Exercise description
Make an exact copy of every entry.
**** Data records
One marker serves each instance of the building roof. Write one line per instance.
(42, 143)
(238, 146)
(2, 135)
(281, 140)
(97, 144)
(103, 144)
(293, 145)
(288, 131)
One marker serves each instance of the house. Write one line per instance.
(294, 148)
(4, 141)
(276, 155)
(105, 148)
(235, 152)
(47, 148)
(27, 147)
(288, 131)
********
Answer to the exercise
One marker serves each instance of the building roof. Write one line per instance.
(42, 143)
(238, 146)
(2, 135)
(281, 140)
(97, 144)
(103, 144)
(293, 145)
(288, 131)
One marker serves each instance of the house. Write one line per instance.
(294, 148)
(4, 141)
(276, 155)
(105, 148)
(235, 152)
(47, 148)
(27, 147)
(288, 131)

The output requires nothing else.